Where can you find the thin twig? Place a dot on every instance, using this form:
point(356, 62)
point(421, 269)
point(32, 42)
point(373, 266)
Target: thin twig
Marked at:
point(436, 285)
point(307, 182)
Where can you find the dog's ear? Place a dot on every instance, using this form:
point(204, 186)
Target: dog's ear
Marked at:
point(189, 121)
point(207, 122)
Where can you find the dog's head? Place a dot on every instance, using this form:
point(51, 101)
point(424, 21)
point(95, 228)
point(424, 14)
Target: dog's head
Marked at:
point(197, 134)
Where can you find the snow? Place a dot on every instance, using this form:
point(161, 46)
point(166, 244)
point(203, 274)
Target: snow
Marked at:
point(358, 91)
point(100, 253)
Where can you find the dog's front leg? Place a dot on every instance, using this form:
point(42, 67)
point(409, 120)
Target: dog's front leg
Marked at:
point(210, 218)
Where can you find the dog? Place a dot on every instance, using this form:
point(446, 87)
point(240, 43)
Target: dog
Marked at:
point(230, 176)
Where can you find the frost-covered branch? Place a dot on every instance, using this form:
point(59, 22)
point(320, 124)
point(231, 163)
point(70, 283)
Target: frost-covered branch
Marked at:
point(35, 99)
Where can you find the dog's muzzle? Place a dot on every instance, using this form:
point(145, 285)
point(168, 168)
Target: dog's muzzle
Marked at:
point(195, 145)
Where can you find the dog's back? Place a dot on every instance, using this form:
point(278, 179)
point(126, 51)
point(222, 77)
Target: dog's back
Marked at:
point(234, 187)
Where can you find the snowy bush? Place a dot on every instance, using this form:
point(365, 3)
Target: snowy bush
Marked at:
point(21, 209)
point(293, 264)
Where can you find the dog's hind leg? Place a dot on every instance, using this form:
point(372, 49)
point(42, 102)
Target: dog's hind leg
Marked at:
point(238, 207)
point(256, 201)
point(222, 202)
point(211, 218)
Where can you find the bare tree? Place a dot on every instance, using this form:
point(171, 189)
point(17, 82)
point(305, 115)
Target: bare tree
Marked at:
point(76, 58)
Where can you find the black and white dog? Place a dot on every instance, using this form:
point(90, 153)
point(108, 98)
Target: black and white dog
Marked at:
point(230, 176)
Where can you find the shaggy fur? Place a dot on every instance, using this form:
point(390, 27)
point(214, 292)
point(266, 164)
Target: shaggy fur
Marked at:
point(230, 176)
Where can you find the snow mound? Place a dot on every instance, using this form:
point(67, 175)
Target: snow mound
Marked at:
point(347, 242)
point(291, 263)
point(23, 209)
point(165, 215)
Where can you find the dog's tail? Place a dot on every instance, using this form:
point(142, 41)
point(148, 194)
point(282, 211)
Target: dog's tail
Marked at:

▶ _GOAL OF THE EXERCISE_
Show the lines of the listing above with "frost".

▶ _ANSWER TO THIS TASK_
Where can you find the frost-covered branch? Place a dot on every instance, using this form:
Target: frost-covered branch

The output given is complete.